● **PROBLEM DESCRIPTION**: Set the listing down exactly; no pictures.

● **GIVEN INFORMATION**:
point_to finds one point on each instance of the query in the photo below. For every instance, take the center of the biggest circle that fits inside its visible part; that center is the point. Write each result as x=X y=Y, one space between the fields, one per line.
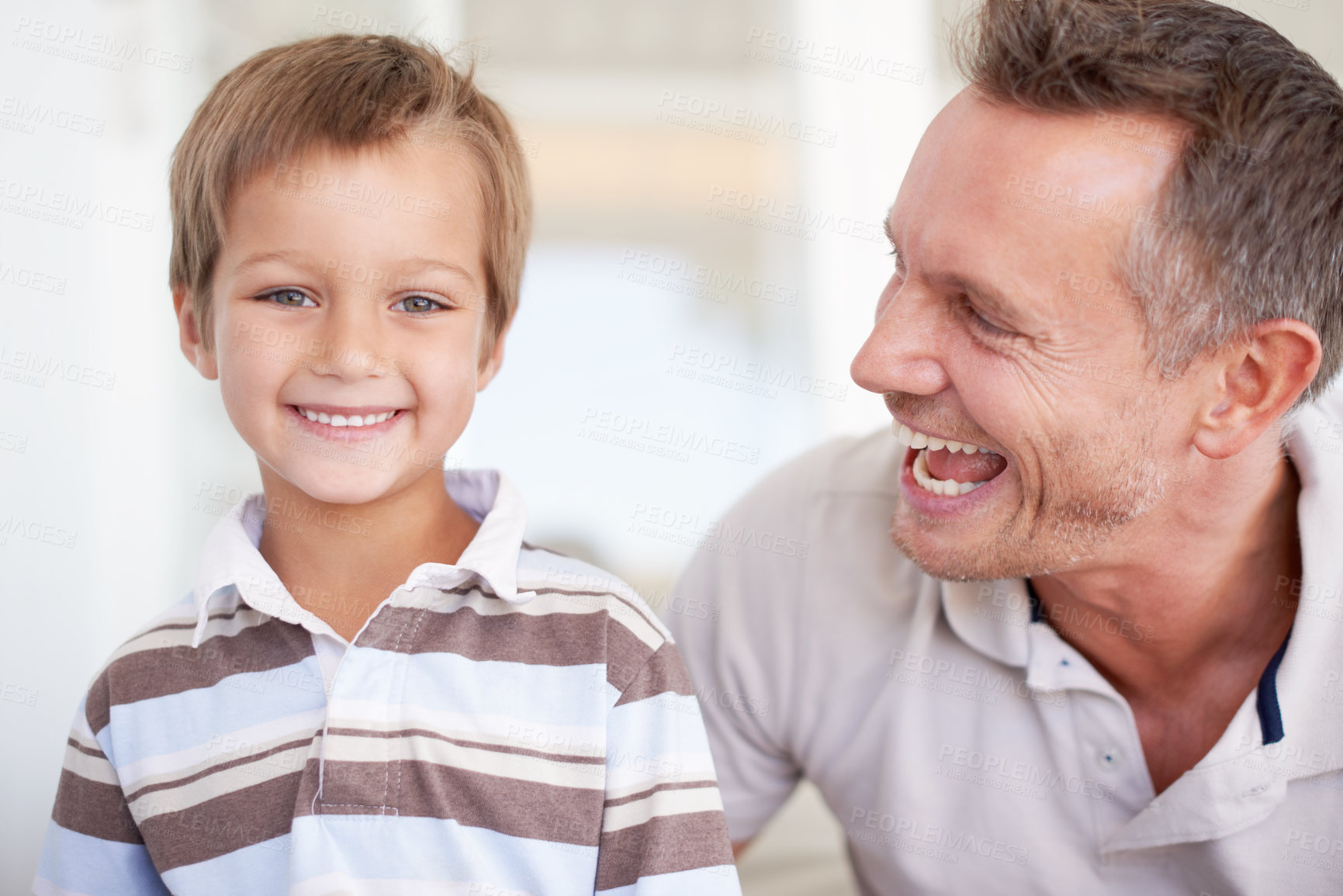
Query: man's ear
x=492 y=365
x=189 y=334
x=1256 y=383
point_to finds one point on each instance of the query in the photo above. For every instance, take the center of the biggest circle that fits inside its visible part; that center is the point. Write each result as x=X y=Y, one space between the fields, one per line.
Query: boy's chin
x=343 y=486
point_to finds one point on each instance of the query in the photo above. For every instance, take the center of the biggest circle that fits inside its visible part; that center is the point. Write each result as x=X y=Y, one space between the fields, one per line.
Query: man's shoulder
x=853 y=465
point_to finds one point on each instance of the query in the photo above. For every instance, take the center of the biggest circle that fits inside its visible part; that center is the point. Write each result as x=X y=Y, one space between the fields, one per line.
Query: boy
x=349 y=223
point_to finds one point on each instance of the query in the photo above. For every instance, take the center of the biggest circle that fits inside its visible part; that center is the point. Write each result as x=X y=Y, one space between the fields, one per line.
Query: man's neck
x=340 y=560
x=1189 y=624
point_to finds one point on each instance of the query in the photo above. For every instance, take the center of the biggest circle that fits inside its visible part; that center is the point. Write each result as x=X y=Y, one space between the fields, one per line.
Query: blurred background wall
x=709 y=179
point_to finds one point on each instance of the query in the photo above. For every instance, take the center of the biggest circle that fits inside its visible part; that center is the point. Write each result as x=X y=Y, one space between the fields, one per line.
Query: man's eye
x=982 y=324
x=290 y=299
x=419 y=304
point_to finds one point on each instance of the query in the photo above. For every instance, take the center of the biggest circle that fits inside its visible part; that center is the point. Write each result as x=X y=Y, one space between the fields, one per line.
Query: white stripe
x=624 y=785
x=509 y=731
x=222 y=747
x=665 y=802
x=489 y=762
x=341 y=883
x=92 y=767
x=220 y=784
x=554 y=602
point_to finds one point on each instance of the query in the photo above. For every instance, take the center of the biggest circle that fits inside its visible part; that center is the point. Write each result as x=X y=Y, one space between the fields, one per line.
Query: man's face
x=349 y=289
x=1003 y=327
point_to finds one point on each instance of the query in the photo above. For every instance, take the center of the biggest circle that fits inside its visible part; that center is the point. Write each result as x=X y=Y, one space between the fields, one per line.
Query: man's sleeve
x=93 y=846
x=663 y=825
x=733 y=615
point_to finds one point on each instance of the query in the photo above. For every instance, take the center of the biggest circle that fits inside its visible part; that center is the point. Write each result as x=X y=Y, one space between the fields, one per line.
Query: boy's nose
x=351 y=339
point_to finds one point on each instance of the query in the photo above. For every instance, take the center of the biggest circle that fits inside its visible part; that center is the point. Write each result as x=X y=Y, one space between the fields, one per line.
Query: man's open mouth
x=948 y=468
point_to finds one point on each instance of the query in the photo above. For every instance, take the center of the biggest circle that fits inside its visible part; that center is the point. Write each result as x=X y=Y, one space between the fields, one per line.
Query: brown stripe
x=95 y=809
x=625 y=656
x=645 y=794
x=88 y=751
x=477 y=800
x=222 y=766
x=169 y=626
x=663 y=673
x=160 y=672
x=663 y=846
x=474 y=745
x=220 y=825
x=554 y=640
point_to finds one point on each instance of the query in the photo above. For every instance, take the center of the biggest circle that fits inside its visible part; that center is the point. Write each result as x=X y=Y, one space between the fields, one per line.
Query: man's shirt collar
x=231 y=562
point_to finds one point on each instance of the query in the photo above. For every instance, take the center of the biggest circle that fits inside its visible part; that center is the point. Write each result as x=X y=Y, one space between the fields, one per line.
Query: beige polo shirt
x=967 y=749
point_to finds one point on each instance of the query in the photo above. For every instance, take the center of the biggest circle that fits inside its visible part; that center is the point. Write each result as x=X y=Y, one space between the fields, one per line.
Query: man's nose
x=905 y=345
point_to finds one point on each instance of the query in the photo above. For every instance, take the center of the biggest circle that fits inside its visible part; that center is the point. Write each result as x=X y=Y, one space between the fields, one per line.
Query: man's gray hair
x=1249 y=225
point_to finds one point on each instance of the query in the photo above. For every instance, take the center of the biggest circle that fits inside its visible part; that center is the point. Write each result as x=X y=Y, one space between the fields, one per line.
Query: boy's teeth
x=337 y=420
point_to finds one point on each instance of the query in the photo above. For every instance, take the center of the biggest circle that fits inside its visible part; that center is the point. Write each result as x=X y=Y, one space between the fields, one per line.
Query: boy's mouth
x=332 y=420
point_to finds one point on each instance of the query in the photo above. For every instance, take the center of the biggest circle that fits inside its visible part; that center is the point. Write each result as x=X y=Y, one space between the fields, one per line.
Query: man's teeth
x=939 y=486
x=919 y=440
x=337 y=420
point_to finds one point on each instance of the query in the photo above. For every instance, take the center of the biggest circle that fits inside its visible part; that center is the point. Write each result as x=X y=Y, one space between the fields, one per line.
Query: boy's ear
x=189 y=332
x=493 y=362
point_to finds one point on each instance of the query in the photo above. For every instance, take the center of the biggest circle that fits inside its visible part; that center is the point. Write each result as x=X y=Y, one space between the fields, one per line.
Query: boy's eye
x=419 y=304
x=290 y=299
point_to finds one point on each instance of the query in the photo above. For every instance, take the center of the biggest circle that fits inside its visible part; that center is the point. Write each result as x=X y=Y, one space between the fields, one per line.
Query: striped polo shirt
x=516 y=723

● **REPLY**:
point_to finds one point on each instance of the query in the photo below. For every instance, take the center of the biggest circle that fits inside its visible part; that center is the point. Write each result as x=X y=Y, one space between the fields, one per line.
Query: man's ear
x=492 y=365
x=189 y=334
x=1256 y=383
point_to finds one point on each instance of the query in the photo above. For every instance, take the center of the biggest circle that fits inside its visible part; that center is the point. Write each result as x=X y=Y, one space between the fields, one per line.
Query: boy's chin
x=343 y=486
point_to finds one point on each instance of the query in the photo above. For every instance, take the center of the biggest circle that fits inside its visible part; that center is the point. Write each result as x=X y=Y, one space between the fields, one per line.
Query: man's shoulder
x=853 y=465
point_to finds one point on each instance of the query in the photo above. For every instance, take the center of the biggest circle that fits inside its visible part; that center is the point. Write each result as x=X y=Y, one space between the fields, one per line.
Query: boy
x=349 y=223
point_to finds one point on each instance of the query in the photo above. For every instance, take the center of the biggest circle that fits inside its visible part; that center is the point. Write each result as x=X y=Y, one space between the fields, one per line.
Query: man's neck
x=340 y=560
x=1189 y=624
point_to finds one point on each instance of the query in the photo above. For every instance, take the center of the biggest circle that fits inside its visible part; that center is the point. Write each result as x=X y=Y, one space between the fields, one per line.
Query: blurred background wall
x=709 y=179
point_to finds one point on each instance of the query in the photo above. For every instance, take the center of the biggest circle that fits inside its visible part; that center is the point. Write each result as x=X y=Y, one space between the fields, one per line.
Query: man's eye
x=982 y=324
x=290 y=299
x=419 y=304
point_to finds one point on each instance of the query in the photo above. For every instance, take the center of the biggest circle that fits inside its visible part; that center is the point. Write each result as x=X y=Y, one space between the fields, one per line.
Query: white stripe
x=624 y=785
x=509 y=731
x=222 y=747
x=665 y=802
x=489 y=762
x=341 y=883
x=92 y=767
x=220 y=784
x=554 y=602
point_to finds one point on each instance of the query in the photo above. For every instance, take the center of the biggest circle that fits inside its visible part; that center is the point. Write each result as x=X y=Y, one space between the fields, one per line.
Query: man's face
x=349 y=289
x=1003 y=327
point_to finds one point on each instance of the query in the photo above. For every instance, take the center of the biggest circle that fits inside its visible part; that center is the point. Write each result as x=X y=Y, one space between the fields, one per line.
Query: man's sleeve
x=93 y=846
x=663 y=825
x=733 y=615
point_to finds one point on each instance of the query in the photo above. For every instance, take the center of the biggest circle that fits inside its visible part; that center is the point. Write each result as x=X y=Y, one space between the fields, one per line.
Query: boy's nose
x=351 y=339
point_to finds one point on each instance of the query in the photo above. For every instance, take the center of the biggest circle that fits inside its visible part; that center is the point. Write each result as x=X y=Y, one space between the fields, one per line.
Query: man's open mouth
x=948 y=468
point_to finds one point on each instance of the query in the photo above. For every instance, take the center of the biggest circle that fits inside its visible part; that center is the point. Write each result as x=X y=Y, one space between the fields, one per line.
Query: brown stripe
x=95 y=809
x=625 y=656
x=645 y=794
x=88 y=751
x=477 y=800
x=222 y=766
x=169 y=626
x=663 y=673
x=160 y=672
x=663 y=846
x=474 y=745
x=220 y=825
x=554 y=640
point_to finds one point on each instance of the query in the photo above. For every instance, take the center of the biggest circle that fits inside its visible part; that center is the point. Write each result as x=X y=Y, one space between the fields, one per line.
Query: man's shirt collar
x=231 y=562
point_to finds one point on each instance of the query in the photo above. For every instance, take the center of the biggest circle that fits inside its visible part; that center is the point. Write each result as x=X y=Y, one space between the fields, one per line.
Query: beige polo shirt
x=967 y=749
point_to finds one point on each instance of the query in the photo above. For every instance, take the center of the biggest circle that fits inside its visible part; that center is the point. Write each result as x=X y=Y, one space between the fields, one per line.
Query: man's nose
x=905 y=345
point_to finds one point on each instance of the query in the photo above. For every instance, take the center of the biggest circle that fits inside its visible part; that center is the point. Write each result as x=X y=Y, one space between the fields, one per line.
Query: man's gray hair
x=1249 y=225
point_to finds one point on each instance of the query in the photo above. For every instance, take the center of the biggest circle that fits inside its visible part; that center is the point. Write each result as x=X y=Y, one space between the fields, one per line.
Query: boy's teeth
x=337 y=420
point_to finds one point on each instance of the query in the photo above. For every instance, take the center of the biggest circle that fits inside its visible part; that center is the point. Write each result as x=X y=Y, one space between the fields, one per line.
Query: boy's mouth
x=332 y=420
point_to finds one point on each instance of the query in the photo above. For every instance, take the center of the biggest circle that fits inside its visible part; that center is the point. Write each result as x=X y=Y, one space between the fields, one per line.
Query: man's teeth
x=939 y=486
x=919 y=440
x=337 y=420
point_to finds one point on each instance of the query in the photo above. For every instance, take the center of the biggest circle that fits inside its visible part; that center is the point. Write each result as x=X y=Y, one space between the fields, one per line.
Query: boy's ear
x=189 y=332
x=493 y=362
point_to finds one point on each instance of the query in the photo above. For every instance, take the center of the biggest circle that fits inside its visible part; that center is the point. Write each result as x=X y=Y, one space between the fields, one per line.
Query: boy's eye
x=419 y=304
x=290 y=299
point_to finds one point on each instance of the query in the photo above. For every instance, take the center of the biggest circle that fits inside its visible part; that center is the point. Write each result as x=X y=Y, one space between the fields, one per line.
Query: striped polo shirt
x=516 y=723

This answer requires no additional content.